For those fortunate enough to be from a larger city and possessing notable relatives, newspapers may offer more specific family information. I quickly ran through my family names to no avail and then resorted to the towns they were from. My Ukrainian and Polish towns brought up articles dating back to the 1880s that reported on the political impacts on the Jewish community.
In order to access this you will want to go to discovermorecorps.com and click the “Sign Up” button. Create an account and then go to database-of-the-month. Click on the words “free access” in the first sentence of the article.
Newspapers that are in the collection include:
• American Hebrew & Jewish Messenger (1857–1922) New York
• American Israelite (1854–2000) Cincinnati
• Jewish Advocate (1905–1990) Boston
• Jewish Exponent (1887–1990) Philadelphia
So what is one likely to find? …many stories that give credence to the term “wandering Jew”.
In 1893 the American Israelite reports that Jewish families that lived in villages and open country were ordered to move to towns. Many families had lived in their villages for generations and were given eight days notice to vacate. In 1915 the American Hebrew and Jewish Messenger reports yet another round of expulsions. The Governors of Radom (where my family came from) and nearby Kielce were especially noted for their “Jew-hatred” . Jews were often forced to leave without their property. Homes, businesses and property were quickly assumed by local Poles. If you are noting geographic movements within your ancestral family you may want to explore whether the timing relates to such events.
Anti-Semitism in Poland is documented far in advance of WWII. During WWI as territory moved back and forth between the Russians and the Germans, Poles accused Jews of being pro-Russian to the Germans and pro-German to the Russians with often deadly consequences visited upon the Jews. In 1931 anti-Jewish riots were breaking out in my grandfather’s town of Radom.
Post-war was no better as I read of the murder of Jews by the Poles as the Jews returned from the camps. In 1945, 600 Jews fled to American-held territory in Czechoslovakia fleeing Polish anti-Semitism and murder, only to be forcibly returned to Poland by General Patton.
A historical perspective makes it clear that Nazi Germany did not exist in a vacuum, but instead grew out of a long history of anti-Semitism, only unique in its magnitude and systematization.
The United States was not without its own bigotry with quotas on Jews at universities, something my father had reported as an obstacle in his time. In 1937 an article noted that 90% of US students at foreign medical schools in Scotland and England were Jewish. They were unable to gain admission in the US because they were Jewish. In the 1950s a study of medical school admissions found that 100% of Protestant A students were admitted while this fell to 88% if you were Jewish or Catholic. If you were a B student and Protestant you still had a 67% admission rate, while Catholics and Jews fell to a third. This bias began to break down in the 1950s as post-war public opinion began to turn against bigotry.
Those of us with an interest in family history are reminded that the history we learn in history books is often massaged far more than in the papers of the day. And newspapers that target a specific ethnicity are far more likely to address the sensitive issues that may not be addressed as openly in mass media.

Work required: Update the Jewish newspapers text between "Anti-Semitism in Poland" and "town of Radom.", inclusive, putting "disturbances" wherever "riots" appears.

Supplied records:

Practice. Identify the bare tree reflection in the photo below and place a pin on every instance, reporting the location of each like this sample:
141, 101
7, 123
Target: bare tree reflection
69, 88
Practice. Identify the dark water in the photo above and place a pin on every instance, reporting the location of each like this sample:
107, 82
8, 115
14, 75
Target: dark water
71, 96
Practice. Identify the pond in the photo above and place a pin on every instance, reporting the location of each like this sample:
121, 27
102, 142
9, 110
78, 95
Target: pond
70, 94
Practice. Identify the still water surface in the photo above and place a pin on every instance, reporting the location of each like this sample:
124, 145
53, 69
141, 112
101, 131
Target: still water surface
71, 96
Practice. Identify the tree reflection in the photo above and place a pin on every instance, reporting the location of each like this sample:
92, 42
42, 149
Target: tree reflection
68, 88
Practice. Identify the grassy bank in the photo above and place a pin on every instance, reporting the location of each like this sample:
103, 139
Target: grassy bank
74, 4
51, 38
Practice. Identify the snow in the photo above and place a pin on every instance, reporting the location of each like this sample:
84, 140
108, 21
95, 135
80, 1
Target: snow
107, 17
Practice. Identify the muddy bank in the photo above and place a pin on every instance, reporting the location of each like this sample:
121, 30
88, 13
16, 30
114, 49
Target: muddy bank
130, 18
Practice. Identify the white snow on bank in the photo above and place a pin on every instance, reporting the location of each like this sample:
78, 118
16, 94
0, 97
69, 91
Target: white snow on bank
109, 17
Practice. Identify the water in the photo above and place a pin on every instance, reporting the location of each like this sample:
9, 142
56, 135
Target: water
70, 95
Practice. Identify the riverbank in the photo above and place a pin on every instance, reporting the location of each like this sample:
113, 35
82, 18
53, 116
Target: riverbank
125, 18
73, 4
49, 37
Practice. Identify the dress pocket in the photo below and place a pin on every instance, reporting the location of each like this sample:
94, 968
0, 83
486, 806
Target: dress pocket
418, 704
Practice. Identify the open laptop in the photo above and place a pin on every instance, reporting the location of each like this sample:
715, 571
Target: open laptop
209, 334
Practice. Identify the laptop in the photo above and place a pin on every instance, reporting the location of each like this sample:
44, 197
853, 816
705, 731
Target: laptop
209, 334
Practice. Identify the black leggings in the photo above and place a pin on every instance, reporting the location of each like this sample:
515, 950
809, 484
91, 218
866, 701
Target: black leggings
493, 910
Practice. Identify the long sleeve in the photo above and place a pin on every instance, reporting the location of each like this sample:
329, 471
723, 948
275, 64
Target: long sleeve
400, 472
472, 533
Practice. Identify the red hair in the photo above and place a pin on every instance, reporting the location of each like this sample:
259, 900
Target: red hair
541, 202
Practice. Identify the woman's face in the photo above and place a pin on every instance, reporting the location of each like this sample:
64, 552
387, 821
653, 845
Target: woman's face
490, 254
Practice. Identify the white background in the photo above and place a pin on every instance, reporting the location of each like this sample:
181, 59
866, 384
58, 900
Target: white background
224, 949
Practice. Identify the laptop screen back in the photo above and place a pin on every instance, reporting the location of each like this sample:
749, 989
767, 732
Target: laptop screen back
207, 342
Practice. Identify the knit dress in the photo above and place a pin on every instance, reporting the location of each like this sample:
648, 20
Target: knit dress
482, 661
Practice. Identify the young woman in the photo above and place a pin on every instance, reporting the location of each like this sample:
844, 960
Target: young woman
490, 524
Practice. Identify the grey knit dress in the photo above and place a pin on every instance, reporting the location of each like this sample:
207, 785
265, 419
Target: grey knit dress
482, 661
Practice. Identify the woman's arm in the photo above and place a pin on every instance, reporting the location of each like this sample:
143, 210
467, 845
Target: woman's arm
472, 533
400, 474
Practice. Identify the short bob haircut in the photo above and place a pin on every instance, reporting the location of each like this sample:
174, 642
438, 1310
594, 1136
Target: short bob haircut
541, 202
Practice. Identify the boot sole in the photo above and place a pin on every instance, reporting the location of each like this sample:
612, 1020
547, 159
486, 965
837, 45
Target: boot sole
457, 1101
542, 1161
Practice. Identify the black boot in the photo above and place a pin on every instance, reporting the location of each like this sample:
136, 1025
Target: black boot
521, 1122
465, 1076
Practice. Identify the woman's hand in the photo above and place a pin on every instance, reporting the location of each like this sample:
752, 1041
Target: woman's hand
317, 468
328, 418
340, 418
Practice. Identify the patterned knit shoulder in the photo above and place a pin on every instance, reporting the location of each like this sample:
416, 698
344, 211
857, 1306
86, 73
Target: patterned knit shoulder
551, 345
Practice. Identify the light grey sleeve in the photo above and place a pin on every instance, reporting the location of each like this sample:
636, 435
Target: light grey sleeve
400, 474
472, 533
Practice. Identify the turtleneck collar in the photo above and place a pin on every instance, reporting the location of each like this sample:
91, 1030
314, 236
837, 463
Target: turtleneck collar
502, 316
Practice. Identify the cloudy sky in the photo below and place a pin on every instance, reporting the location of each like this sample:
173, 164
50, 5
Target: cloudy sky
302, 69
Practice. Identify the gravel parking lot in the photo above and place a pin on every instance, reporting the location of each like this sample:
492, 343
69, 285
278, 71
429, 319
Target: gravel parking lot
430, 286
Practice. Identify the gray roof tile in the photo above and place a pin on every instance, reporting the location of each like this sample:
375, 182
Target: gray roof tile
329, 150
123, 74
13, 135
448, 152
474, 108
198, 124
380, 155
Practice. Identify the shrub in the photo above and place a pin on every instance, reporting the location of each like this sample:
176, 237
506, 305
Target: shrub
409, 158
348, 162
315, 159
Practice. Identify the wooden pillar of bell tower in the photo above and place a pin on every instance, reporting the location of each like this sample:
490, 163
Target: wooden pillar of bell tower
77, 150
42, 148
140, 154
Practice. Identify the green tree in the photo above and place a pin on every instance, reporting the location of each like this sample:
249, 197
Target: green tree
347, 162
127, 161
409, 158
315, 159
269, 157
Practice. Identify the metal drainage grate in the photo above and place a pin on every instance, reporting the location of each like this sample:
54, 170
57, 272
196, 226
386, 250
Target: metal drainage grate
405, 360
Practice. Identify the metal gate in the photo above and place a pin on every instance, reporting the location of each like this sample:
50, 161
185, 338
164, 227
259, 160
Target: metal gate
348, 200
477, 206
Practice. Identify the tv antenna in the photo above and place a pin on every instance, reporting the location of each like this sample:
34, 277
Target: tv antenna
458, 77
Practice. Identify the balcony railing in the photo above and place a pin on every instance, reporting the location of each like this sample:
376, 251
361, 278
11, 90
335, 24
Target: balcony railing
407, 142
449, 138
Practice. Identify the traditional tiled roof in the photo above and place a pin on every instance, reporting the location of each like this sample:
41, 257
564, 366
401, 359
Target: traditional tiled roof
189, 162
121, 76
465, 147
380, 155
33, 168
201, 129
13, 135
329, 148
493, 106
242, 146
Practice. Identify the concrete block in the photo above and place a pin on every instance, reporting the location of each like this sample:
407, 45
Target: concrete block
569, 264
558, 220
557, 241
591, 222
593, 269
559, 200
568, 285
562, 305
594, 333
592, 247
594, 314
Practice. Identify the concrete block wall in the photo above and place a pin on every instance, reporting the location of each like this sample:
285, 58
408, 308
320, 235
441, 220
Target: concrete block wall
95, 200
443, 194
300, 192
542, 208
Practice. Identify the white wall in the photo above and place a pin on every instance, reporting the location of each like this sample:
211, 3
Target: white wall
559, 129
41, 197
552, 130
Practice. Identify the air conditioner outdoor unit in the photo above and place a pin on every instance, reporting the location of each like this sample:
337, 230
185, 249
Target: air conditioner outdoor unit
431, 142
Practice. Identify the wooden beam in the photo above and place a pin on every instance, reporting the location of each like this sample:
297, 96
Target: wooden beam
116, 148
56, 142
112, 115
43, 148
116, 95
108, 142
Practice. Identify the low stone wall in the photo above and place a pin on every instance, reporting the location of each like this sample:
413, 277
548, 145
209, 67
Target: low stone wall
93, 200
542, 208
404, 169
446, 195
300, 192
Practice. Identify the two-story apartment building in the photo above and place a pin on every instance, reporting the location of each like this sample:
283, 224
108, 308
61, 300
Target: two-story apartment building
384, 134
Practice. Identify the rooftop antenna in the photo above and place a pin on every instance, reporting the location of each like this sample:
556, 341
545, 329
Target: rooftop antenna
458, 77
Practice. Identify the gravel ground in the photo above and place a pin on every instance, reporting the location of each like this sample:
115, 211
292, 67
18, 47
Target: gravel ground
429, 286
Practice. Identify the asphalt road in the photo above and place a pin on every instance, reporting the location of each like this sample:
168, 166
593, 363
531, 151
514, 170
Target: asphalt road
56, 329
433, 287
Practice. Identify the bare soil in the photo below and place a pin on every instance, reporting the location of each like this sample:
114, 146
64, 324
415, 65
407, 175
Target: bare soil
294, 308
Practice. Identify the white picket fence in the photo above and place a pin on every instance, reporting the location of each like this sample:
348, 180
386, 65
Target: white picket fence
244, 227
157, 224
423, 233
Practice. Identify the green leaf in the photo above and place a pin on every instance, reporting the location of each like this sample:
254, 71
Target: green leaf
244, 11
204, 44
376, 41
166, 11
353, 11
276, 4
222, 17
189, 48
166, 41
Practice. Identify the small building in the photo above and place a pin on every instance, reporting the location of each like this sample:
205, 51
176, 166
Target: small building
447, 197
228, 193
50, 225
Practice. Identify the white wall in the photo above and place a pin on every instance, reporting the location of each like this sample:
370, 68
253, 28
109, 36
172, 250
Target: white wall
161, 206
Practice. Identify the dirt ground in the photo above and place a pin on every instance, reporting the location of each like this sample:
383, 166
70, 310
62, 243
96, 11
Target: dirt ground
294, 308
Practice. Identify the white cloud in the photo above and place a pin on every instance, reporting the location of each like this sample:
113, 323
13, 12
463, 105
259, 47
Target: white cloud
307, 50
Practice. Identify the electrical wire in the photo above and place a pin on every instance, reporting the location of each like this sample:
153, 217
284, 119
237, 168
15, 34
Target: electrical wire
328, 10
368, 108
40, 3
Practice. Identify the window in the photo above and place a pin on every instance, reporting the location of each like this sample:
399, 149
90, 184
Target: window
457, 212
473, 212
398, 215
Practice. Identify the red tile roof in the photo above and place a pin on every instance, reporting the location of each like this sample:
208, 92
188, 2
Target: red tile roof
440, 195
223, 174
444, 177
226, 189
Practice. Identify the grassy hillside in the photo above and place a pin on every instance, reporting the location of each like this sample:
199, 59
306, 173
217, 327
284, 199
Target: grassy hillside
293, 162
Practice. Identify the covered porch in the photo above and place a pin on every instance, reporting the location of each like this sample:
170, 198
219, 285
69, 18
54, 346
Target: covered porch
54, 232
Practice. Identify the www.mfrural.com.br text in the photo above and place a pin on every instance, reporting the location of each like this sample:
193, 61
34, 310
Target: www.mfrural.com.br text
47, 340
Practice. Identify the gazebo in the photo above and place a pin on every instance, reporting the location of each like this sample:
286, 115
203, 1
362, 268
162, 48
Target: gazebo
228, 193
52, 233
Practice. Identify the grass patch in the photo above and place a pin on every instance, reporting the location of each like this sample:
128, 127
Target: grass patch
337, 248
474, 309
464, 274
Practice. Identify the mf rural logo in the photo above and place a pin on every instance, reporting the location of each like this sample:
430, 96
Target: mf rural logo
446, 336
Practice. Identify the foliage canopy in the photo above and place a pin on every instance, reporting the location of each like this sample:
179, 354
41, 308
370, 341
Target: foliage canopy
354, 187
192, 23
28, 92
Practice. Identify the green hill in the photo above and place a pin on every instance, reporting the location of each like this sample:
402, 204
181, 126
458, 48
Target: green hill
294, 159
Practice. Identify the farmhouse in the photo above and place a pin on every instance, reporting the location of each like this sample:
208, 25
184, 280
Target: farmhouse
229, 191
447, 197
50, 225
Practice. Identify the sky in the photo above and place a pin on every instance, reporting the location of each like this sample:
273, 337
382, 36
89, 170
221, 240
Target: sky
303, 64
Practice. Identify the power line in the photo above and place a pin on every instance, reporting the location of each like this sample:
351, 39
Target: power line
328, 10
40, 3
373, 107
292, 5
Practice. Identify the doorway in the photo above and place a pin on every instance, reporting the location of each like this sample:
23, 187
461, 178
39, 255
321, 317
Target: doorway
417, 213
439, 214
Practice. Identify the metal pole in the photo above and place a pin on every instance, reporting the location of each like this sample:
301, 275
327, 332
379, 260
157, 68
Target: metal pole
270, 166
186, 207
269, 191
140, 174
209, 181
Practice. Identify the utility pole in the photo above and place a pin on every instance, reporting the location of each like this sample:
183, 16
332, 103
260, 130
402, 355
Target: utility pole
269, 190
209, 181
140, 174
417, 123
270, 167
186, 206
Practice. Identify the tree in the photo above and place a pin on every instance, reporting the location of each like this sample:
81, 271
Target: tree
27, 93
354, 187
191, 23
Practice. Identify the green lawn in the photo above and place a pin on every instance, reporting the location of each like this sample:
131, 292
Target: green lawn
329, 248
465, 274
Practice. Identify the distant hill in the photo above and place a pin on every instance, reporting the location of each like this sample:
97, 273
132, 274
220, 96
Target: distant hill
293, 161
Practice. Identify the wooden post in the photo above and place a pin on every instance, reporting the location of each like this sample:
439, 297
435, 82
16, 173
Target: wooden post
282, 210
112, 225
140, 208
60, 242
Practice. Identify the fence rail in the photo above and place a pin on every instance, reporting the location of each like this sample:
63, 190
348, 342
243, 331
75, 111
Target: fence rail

Result:
Anti-Semitism in Poland is documented far in advance of WWII. During WWI as territory moved back and forth between the Russians and the Germans, Poles accused Jews of being pro-Russian to the Germans and pro-German to the Russians with often deadly consequences visited upon the Jews. In 1931 anti-Jewish disturbances were breaking out in my grandfather’s town of Radom.